**Instruction:**
Output the entries starting at the line containing "locate white kayak" and ending at the line containing "left=334, top=368, right=409, bottom=404" as a two-column CSV with the headers instruction and answer. Give one row per entry, with each field in quotation marks and every line break turned into a space.

╔══

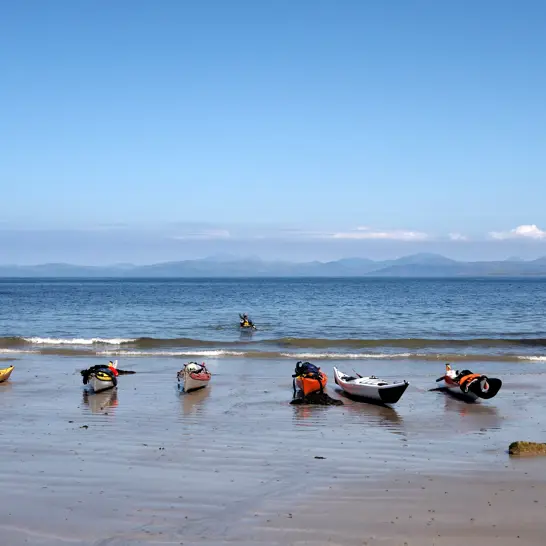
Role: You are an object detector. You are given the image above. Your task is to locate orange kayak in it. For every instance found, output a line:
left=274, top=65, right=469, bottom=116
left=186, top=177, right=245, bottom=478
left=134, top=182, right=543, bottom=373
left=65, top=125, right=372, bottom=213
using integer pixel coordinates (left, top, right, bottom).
left=296, top=372, right=328, bottom=396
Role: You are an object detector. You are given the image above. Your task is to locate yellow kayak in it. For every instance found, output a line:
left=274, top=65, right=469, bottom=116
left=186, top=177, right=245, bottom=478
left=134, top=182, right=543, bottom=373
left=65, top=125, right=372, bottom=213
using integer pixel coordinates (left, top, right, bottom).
left=0, top=366, right=13, bottom=383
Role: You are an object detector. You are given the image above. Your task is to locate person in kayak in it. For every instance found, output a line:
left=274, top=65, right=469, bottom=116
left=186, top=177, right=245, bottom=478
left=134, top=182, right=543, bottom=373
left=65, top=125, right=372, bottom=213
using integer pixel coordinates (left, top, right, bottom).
left=239, top=313, right=254, bottom=328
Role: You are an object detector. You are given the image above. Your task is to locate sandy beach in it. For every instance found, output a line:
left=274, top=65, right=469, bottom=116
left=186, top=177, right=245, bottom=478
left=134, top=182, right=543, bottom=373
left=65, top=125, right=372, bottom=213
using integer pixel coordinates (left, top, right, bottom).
left=0, top=355, right=546, bottom=546
left=0, top=355, right=546, bottom=546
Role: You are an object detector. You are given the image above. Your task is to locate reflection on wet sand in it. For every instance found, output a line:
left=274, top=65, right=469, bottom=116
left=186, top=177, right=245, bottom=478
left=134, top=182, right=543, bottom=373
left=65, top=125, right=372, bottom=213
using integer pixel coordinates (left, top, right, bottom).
left=179, top=387, right=210, bottom=415
left=444, top=395, right=503, bottom=430
left=292, top=390, right=404, bottom=434
left=83, top=389, right=118, bottom=413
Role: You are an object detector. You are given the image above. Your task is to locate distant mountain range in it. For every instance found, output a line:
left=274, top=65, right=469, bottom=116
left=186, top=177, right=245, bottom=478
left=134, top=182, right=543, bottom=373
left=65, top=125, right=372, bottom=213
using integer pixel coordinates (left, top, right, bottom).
left=0, top=254, right=546, bottom=278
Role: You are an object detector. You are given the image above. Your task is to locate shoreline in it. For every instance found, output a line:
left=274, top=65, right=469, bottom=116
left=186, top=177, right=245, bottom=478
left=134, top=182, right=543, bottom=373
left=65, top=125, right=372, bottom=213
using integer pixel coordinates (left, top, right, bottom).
left=0, top=354, right=546, bottom=546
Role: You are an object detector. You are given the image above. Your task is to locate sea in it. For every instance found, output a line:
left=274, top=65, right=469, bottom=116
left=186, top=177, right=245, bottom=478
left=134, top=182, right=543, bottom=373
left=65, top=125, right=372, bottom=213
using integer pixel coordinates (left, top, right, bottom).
left=0, top=278, right=546, bottom=363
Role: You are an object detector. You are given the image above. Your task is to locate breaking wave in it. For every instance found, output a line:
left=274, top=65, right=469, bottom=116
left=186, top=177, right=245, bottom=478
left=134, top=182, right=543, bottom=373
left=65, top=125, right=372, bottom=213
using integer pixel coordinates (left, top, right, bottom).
left=0, top=336, right=546, bottom=350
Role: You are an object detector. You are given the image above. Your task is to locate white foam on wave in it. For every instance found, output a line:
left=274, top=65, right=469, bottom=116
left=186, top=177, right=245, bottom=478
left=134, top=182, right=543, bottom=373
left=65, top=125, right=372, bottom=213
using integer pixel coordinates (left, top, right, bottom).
left=0, top=349, right=40, bottom=355
left=23, top=337, right=135, bottom=345
left=96, top=350, right=245, bottom=358
left=518, top=356, right=546, bottom=362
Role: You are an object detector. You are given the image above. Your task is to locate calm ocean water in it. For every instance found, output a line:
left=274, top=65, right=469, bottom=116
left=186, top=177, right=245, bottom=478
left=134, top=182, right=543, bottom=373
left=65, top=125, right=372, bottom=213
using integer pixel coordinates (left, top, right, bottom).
left=0, top=279, right=546, bottom=361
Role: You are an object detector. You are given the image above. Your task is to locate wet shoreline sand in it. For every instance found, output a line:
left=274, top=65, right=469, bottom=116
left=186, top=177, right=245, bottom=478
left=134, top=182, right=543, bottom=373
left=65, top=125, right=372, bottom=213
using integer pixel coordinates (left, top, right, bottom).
left=0, top=355, right=546, bottom=546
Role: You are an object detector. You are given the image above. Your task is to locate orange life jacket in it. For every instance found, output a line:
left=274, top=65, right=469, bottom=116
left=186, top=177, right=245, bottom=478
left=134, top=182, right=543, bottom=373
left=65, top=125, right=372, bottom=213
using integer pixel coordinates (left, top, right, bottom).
left=459, top=373, right=482, bottom=387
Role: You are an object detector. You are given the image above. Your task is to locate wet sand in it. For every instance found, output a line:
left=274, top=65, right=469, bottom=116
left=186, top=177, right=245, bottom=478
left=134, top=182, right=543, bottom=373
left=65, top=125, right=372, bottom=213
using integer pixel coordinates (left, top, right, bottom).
left=0, top=355, right=546, bottom=546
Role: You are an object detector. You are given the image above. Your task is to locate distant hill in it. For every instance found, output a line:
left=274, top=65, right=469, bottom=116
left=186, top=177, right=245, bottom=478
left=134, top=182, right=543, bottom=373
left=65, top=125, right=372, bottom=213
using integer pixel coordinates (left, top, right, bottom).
left=0, top=254, right=546, bottom=278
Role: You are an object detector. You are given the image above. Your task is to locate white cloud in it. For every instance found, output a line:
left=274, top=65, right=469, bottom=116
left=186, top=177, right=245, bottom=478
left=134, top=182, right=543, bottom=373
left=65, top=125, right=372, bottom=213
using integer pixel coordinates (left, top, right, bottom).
left=330, top=227, right=429, bottom=241
left=489, top=224, right=546, bottom=241
left=172, top=229, right=231, bottom=241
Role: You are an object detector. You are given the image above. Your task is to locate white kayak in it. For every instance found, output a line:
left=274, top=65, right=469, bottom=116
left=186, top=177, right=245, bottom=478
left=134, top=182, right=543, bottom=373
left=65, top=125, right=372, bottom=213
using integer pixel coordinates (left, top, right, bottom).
left=176, top=362, right=212, bottom=392
left=334, top=368, right=409, bottom=404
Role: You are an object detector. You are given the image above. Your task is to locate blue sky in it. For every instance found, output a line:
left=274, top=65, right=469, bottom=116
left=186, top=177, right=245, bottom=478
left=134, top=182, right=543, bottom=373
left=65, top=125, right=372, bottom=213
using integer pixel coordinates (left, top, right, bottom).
left=0, top=0, right=546, bottom=263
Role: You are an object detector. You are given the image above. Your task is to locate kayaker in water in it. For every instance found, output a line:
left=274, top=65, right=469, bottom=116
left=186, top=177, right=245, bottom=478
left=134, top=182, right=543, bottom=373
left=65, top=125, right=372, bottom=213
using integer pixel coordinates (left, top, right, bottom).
left=239, top=313, right=254, bottom=328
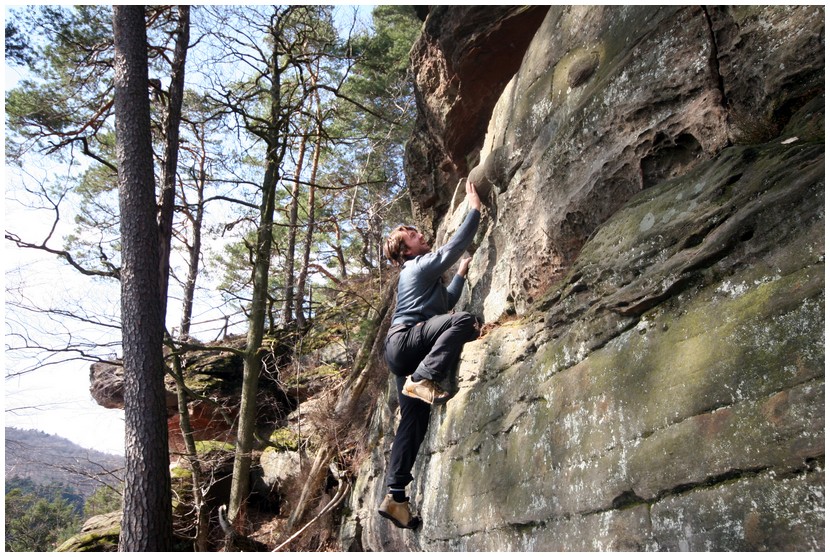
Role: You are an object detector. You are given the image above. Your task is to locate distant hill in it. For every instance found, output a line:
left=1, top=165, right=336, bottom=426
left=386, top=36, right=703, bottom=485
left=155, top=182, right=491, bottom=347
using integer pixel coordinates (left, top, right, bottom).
left=6, top=427, right=124, bottom=496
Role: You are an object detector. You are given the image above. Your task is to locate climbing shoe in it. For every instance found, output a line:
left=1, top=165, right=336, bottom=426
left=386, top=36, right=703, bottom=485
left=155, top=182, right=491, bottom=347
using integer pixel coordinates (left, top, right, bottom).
left=402, top=377, right=450, bottom=404
left=378, top=494, right=421, bottom=530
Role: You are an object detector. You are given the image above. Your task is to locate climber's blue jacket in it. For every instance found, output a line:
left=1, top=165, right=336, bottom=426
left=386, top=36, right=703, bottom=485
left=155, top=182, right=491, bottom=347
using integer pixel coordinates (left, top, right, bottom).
left=392, top=209, right=481, bottom=325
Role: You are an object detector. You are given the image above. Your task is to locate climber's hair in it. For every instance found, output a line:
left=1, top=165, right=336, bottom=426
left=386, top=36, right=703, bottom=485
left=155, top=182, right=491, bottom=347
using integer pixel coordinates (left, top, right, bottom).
left=383, top=225, right=418, bottom=267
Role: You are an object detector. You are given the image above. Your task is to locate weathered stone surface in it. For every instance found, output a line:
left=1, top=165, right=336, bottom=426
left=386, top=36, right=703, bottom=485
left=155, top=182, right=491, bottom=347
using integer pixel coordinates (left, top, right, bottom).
left=56, top=511, right=122, bottom=552
left=406, top=6, right=547, bottom=231
left=344, top=7, right=825, bottom=551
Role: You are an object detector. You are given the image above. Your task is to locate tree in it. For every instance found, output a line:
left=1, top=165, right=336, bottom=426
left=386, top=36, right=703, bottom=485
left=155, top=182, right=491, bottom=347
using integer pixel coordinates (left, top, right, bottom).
left=113, top=6, right=172, bottom=551
left=5, top=488, right=81, bottom=551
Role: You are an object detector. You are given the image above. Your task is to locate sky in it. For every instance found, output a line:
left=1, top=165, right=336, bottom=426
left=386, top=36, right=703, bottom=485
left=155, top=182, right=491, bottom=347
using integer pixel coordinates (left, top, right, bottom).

╚══

**The answer:**
instruction,answer
"Role: You are an object detector. You are given the image above. Your task is to locate white kayak in it. For every instance found, output a line: left=274, top=65, right=469, bottom=116 left=186, top=177, right=245, bottom=478 left=134, top=182, right=543, bottom=373 left=65, top=125, right=372, bottom=213 using integer pixel coordinates (left, top, right, bottom).","left=176, top=362, right=212, bottom=392 left=334, top=368, right=409, bottom=404"